## BEGIN INPUT FOR THIS TASK

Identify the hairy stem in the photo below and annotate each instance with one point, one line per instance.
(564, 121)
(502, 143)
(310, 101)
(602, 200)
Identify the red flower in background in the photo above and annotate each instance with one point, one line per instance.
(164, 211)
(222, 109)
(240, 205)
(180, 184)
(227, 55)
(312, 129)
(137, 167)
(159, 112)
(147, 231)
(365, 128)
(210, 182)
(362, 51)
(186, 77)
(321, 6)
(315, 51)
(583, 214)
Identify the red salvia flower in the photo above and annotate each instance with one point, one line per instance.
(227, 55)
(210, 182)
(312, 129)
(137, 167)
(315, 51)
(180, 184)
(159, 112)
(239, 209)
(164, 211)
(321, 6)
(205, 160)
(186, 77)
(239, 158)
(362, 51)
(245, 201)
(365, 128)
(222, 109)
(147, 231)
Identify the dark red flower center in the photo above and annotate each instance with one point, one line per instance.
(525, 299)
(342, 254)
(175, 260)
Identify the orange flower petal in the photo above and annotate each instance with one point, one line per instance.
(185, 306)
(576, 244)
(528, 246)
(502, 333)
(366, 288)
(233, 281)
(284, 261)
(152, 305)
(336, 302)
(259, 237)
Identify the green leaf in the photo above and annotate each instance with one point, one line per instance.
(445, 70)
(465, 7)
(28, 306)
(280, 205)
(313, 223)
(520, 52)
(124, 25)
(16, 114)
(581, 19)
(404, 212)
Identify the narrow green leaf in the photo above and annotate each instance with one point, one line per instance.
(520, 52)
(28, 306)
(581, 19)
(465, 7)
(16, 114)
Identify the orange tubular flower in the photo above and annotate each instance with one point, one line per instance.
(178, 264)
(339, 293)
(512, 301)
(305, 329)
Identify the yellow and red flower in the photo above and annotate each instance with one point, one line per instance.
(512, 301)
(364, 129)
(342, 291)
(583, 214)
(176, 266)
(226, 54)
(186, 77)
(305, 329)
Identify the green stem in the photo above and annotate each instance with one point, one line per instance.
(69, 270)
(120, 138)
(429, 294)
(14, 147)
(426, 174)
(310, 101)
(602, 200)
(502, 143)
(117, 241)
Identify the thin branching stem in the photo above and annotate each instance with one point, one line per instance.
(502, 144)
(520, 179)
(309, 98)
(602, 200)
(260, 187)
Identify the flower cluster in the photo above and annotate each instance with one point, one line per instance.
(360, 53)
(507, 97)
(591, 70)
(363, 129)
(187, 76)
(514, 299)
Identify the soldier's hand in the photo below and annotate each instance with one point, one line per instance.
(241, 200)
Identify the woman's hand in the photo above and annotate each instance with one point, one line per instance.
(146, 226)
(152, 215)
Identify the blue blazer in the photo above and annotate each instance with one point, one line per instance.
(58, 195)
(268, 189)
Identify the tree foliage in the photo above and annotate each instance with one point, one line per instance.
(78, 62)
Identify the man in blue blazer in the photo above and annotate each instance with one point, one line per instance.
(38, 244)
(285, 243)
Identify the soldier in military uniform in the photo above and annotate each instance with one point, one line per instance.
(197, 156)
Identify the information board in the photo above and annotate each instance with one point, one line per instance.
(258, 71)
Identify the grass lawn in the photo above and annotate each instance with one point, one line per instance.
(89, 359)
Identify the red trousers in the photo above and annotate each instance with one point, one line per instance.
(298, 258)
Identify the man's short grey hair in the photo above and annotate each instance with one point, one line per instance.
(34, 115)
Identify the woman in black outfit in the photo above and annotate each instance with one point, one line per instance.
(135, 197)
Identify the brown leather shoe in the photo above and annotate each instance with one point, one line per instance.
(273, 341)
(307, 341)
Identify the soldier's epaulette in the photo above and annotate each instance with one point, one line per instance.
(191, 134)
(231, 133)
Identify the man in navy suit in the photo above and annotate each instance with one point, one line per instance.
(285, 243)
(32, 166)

## END INPUT FOR THIS TASK

→ BRIEF
Quote every entry exactly.

→ EXERCISE RESPONSE
Identify the hairy stem in the photo below and annotate each instance with one point, one line per instance.
(564, 121)
(502, 143)
(310, 101)
(602, 200)
Identify the red flower in background in the photo above and annotate each instance with one point, one line per instance.
(164, 211)
(222, 109)
(240, 205)
(180, 184)
(227, 55)
(312, 129)
(137, 167)
(159, 112)
(147, 231)
(365, 128)
(210, 182)
(362, 51)
(186, 77)
(321, 6)
(315, 51)
(583, 214)
Identify the red salvia flower in the photo above and annotate each instance with one point, one line per instance.
(227, 55)
(210, 182)
(312, 129)
(137, 167)
(315, 51)
(180, 184)
(159, 112)
(239, 209)
(164, 211)
(321, 6)
(205, 160)
(186, 77)
(239, 158)
(362, 51)
(245, 201)
(365, 128)
(222, 109)
(147, 231)
Identify the dark red flower center in the photo above and annotate each instance with one point, one line per instance.
(525, 299)
(342, 254)
(175, 260)
Identify the orange flower petal in the photo above and annotate each instance with one point, one line per instance.
(185, 306)
(576, 244)
(528, 246)
(502, 333)
(366, 288)
(233, 281)
(284, 261)
(152, 305)
(336, 302)
(259, 237)
Identify the green leaf in the photo above and annotate each instance with one point, one line per instance.
(445, 70)
(465, 7)
(28, 306)
(280, 205)
(313, 223)
(520, 52)
(124, 25)
(16, 114)
(581, 19)
(404, 212)
Identify the narrow green leaf in the photo above and annotate each instance with one point, one line per instance.
(520, 52)
(28, 306)
(581, 19)
(465, 7)
(16, 114)
Identify the orange tubular flower in the photo above and annotate each instance with one point, one line per instance.
(178, 264)
(339, 293)
(512, 301)
(305, 329)
Identify the yellow and red flower in the photo above and annotate each instance with one point, one line per instance.
(512, 301)
(364, 129)
(342, 291)
(583, 214)
(176, 266)
(226, 54)
(186, 77)
(305, 329)
Identify the green stem in the photo above and annotate each instance with one point, one line per instance.
(69, 270)
(120, 138)
(429, 294)
(14, 147)
(426, 174)
(310, 101)
(602, 200)
(502, 143)
(117, 241)
Identify the thin branching stem in the photo above and annotate each instance with one point, one line per instance.
(502, 144)
(520, 179)
(309, 98)
(602, 200)
(260, 187)
Identify the flower cluster in the photo above and annotate each instance with one point, one line per instance.
(360, 53)
(507, 97)
(591, 70)
(363, 129)
(187, 76)
(514, 299)
Identify the soldier's hand in the photo below and annotate each instance with one point, one line per instance.
(241, 200)
Identify the woman's hand in the photo above and annotate each instance with one point, one line per instance.
(146, 226)
(152, 215)
Identify the blue blazer in the photo above and annotate each instance with one point, one line per instance.
(58, 195)
(268, 189)
Identify the tree foliage in the photo above and annotate each instance with one point, one line per instance.
(78, 62)
Identify the man in blue blazer in the photo above and annotate each instance with one point, one line per instance.
(38, 244)
(285, 243)
Identify the soldier in military uniform in the photo above and annotate each instance with one point, one line per instance.
(197, 156)
Identify the information board in the photo above and annotate each instance with one point, one line per instance.
(258, 71)
Identify the grass lawn in the photo above and annotate each instance with one point, one line per instance.
(89, 359)
Identify the red trousers in the photo above and annotate each instance with one point, one line per instance.
(298, 258)
Identify the man's short grey hair in the photo above and annotate each instance with one point, one line per instance.
(34, 115)
Identify the woman in black outfit in the photo above and annotate each instance with one point, one line per instance.
(135, 197)
Identify the brown leather shoe in the photo above and annotate each instance with one point, one line per instance.
(273, 341)
(307, 341)
Identify the soldier's epaulette in the photo above and annotate each instance with one point, one line per instance.
(191, 134)
(231, 133)
Identify the man in navy suit in the photo above and annotate each instance with one point, one line per instance.
(285, 243)
(32, 166)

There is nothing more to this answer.